Prompt A:
Decide whether each statement below agrees with the Freienbach passage, answering yes or no and quoting the deciding words of the passage. (i) In 2000, 633 residents, about 4.85% of the population, were Islamic. (ii) The population in 1950 was larger than in 1970. (iii) The island of Ufenau has a landing stage served by ZSG boat cruises.
Prompt B:
Carry on the Freienbach passage below, starting after its final sentence.

== Document passage ==

From the 2000 census, 7,641 or 58.5% are Roman Catholic, while 2,915 or 22.3% belonged to the Swiss Reformed Church. Of the rest of the population, there are 6 individuals (or about 0.05% of the population) who belong to the Christian Catholic faith, there are 202 individuals (or about 1.55% of the population) who belong to the Orthodox Church, and there are 18 individuals (or about 0.14% of the population) who belong to another Christian church. There are 12 individuals (or about 0.09% of the population) who are Jewish, and 633 (or about 4.85% of the population) who are Islamic. There are 92 individuals (or about 0.70% of the population) who belong to another church (not listed on the census), 1,151 (or about 8.82% of the population) belong to no church, are agnostic or atheist, and 385 individuals (or about 2.95% of the population) did not answer the question.

The historical population is given in the following table:

| year | population |
|---|---|
| 1743 | 1,198 |
| 1850 | 2,058 |
| 1900 | 2,270 |
| 1950 | 3,950 |
| 1970 | 8,429 |
| 1980 | 9,874 |
| 1990 | 11,237 |
| 2000 | 13,157 |
| 2005 | 14,597 |
| 2007 | 15,261 |

== Transport ==
The municipality of Freienbach is traversed by three railway lines (Zurich–Ziegelbrücke, Pfäffikon–Arth-Goldau, Rapperswil–Pfäffikon) and served by six railway stations, all of which are located within fare zones 180 and 181 of the ZVV. Of these, the junction station is the most important, being served by both long distance InterRegio (IR) and Zurich S-Bahn trains (S#). The remaining stations are each served by a subset of the S-Bahn trains:

- is served by S8
- is served by S8
- is served by S40
- is served by S5 and S40
- is served by S2, S5, S8, S25, S40, IR35 and IR Voralpen Express
- is served by S40

Pfäffikon and the island of Ufenau have landing stages served by boat cruises of ZSG.

===
== Information ==

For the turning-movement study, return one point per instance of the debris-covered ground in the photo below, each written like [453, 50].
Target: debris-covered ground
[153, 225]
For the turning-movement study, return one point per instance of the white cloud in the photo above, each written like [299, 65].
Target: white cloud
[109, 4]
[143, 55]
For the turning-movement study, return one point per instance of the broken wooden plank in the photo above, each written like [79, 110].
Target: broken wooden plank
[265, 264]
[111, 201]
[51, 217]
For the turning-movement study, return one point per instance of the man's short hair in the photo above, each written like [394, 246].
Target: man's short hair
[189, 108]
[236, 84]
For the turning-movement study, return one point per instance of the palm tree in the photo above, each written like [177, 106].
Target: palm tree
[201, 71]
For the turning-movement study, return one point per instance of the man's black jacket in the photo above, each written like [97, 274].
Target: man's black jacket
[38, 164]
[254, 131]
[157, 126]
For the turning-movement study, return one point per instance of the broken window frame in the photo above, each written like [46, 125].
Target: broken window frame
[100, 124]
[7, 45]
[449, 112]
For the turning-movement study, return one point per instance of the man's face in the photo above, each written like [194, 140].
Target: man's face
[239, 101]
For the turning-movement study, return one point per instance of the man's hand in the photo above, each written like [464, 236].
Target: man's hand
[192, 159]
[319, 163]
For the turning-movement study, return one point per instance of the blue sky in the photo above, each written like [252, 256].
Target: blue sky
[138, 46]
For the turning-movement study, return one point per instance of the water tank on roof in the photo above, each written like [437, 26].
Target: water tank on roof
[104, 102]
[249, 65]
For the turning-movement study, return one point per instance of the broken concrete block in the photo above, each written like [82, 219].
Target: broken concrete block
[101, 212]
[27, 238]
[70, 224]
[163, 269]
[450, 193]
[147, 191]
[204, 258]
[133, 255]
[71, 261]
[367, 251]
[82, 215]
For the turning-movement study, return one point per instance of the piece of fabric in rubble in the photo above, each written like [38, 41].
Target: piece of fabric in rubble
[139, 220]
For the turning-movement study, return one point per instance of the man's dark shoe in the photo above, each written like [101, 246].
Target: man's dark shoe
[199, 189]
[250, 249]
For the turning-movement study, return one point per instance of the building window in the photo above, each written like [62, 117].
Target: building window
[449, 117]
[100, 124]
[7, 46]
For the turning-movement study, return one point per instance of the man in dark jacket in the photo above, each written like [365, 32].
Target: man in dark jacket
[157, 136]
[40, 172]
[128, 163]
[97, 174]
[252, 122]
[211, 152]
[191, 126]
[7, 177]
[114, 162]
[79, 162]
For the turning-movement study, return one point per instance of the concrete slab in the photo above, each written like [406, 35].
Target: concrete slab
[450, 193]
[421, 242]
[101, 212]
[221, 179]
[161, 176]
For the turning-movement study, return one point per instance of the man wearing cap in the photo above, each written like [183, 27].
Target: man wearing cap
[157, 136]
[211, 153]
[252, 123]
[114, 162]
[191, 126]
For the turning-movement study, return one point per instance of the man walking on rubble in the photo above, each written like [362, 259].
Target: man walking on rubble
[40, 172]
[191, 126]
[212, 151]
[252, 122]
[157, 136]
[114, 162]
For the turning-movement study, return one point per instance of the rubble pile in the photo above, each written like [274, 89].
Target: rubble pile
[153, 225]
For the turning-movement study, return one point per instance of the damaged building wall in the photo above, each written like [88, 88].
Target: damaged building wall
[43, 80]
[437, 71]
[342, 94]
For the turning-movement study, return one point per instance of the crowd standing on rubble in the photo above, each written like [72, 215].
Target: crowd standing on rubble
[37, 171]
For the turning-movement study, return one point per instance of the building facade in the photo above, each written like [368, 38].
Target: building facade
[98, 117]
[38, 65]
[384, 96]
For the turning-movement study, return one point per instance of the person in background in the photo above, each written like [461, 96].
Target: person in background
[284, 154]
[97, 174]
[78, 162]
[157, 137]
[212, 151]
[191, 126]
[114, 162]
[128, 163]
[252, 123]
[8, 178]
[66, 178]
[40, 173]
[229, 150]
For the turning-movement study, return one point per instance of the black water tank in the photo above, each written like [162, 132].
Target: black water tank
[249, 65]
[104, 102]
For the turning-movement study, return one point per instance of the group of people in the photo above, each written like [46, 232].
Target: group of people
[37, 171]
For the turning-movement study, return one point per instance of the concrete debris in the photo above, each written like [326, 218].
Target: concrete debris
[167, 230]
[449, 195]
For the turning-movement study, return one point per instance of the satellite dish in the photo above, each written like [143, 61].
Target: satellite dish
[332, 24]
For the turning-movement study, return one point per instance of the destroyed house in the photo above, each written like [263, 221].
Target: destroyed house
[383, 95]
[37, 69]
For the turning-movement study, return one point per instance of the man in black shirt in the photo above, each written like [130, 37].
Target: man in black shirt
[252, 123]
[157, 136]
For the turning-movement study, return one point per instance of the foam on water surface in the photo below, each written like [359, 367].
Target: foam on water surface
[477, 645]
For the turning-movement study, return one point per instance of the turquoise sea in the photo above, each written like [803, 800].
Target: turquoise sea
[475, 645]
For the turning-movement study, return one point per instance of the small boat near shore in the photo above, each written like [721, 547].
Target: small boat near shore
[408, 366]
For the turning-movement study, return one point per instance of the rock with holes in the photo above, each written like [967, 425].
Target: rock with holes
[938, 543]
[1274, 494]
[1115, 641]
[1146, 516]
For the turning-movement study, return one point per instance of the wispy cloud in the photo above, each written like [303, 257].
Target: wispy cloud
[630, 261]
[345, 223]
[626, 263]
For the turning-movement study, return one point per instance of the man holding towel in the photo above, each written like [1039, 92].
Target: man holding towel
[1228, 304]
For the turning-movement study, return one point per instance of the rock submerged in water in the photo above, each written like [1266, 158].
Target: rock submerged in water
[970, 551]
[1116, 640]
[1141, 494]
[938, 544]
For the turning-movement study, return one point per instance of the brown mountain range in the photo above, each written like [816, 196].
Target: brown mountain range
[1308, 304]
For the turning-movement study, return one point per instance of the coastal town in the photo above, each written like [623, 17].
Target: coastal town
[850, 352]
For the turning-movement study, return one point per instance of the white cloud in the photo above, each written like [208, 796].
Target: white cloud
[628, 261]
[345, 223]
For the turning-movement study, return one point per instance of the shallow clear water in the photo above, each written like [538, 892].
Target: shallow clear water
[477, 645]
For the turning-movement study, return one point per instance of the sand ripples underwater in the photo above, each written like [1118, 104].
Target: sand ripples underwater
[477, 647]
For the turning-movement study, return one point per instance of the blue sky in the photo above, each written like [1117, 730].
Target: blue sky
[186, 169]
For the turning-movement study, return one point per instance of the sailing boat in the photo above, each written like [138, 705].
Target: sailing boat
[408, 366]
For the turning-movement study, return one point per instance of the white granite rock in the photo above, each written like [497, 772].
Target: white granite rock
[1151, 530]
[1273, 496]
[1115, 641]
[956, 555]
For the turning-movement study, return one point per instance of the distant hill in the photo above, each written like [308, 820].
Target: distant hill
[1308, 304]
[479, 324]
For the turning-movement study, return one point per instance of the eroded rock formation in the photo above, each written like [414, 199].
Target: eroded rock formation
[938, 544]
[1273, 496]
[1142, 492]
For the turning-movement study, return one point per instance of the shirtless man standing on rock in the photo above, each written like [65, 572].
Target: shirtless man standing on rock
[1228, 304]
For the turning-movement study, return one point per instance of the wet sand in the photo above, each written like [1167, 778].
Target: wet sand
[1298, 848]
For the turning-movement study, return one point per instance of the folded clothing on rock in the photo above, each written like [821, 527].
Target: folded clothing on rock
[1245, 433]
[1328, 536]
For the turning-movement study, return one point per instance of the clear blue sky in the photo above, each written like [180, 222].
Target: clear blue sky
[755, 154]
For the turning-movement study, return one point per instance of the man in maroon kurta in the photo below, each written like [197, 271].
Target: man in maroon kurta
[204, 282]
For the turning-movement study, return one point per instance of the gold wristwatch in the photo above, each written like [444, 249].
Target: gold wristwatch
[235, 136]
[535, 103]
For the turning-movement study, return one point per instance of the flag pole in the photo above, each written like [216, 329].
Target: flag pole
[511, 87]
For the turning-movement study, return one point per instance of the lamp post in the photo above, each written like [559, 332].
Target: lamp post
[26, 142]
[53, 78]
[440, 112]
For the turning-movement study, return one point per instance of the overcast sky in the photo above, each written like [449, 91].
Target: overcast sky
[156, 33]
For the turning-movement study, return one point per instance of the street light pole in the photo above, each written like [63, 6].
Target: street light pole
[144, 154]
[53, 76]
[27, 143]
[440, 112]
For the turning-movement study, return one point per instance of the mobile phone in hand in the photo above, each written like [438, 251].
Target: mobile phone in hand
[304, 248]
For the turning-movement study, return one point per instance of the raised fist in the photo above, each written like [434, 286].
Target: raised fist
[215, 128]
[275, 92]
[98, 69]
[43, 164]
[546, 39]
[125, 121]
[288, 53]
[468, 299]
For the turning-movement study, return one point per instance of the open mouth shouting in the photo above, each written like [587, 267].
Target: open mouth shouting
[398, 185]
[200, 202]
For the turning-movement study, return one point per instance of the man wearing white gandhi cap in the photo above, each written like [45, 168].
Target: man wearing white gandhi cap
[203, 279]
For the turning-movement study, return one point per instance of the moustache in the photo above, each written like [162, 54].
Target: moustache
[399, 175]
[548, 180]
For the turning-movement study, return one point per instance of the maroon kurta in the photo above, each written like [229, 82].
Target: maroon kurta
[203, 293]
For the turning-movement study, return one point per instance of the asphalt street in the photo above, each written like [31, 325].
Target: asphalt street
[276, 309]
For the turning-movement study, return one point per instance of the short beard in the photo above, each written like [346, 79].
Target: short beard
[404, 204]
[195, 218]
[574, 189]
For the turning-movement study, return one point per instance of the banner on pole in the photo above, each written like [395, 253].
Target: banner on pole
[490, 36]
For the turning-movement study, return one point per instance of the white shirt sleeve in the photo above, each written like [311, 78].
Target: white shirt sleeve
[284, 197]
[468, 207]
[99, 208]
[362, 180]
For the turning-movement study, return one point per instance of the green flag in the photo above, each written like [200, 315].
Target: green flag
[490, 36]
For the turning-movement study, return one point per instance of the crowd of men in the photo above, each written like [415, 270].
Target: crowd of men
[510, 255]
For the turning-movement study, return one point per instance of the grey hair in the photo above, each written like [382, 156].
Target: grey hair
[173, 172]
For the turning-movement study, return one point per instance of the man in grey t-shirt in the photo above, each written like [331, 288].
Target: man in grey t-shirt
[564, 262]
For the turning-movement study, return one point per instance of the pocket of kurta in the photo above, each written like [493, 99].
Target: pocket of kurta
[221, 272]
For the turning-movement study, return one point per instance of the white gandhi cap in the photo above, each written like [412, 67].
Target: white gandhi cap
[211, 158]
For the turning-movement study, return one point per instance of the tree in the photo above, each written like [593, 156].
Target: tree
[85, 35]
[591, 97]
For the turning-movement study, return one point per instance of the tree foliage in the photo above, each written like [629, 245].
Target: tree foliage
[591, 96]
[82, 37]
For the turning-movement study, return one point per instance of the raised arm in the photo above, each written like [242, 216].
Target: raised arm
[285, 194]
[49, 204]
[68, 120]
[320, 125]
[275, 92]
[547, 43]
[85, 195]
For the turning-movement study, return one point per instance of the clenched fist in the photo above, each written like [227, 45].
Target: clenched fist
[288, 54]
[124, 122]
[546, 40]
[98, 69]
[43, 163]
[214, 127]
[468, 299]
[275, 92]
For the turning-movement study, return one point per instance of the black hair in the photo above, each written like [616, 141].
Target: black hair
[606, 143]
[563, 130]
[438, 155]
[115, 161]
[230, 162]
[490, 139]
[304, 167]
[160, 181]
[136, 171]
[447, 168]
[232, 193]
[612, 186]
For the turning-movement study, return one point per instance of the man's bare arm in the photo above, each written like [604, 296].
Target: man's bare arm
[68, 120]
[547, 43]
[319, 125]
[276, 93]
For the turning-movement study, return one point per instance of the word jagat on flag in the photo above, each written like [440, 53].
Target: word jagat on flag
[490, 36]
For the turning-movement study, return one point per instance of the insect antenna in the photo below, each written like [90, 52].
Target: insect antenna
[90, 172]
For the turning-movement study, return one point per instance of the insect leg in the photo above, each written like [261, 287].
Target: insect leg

===

Response box A:
(i) Yes: "633 (or about 4.85% of the population) who are Islamic"
(ii) No: "| 1950 | 3,950 |" and "| 1970 | 8,429 |"
(iii) Yes: "Pfäffikon and the island of Ufenau have landing stages served by boat cruises of ZSG."

Response box B:
==Sport==
FC Freienbach is the municipality's football club.

==Heritage sites of national significance==
The prehistoric lakeside settlement at Hurden/Seedamm and Ufnau, the parish church of St. Peter and Paul with Martin's Chapel, the Seedamm Cultural Center of Pfäffikon and Pfäffikon Castle are listed as Swiss heritage site of national significance. The prehistoric settlements at Hurden Rosshorn and Hurden Seefeld are part of the Prehistoric Pile dwellings around the Alps a UNESCO World Heritage Site.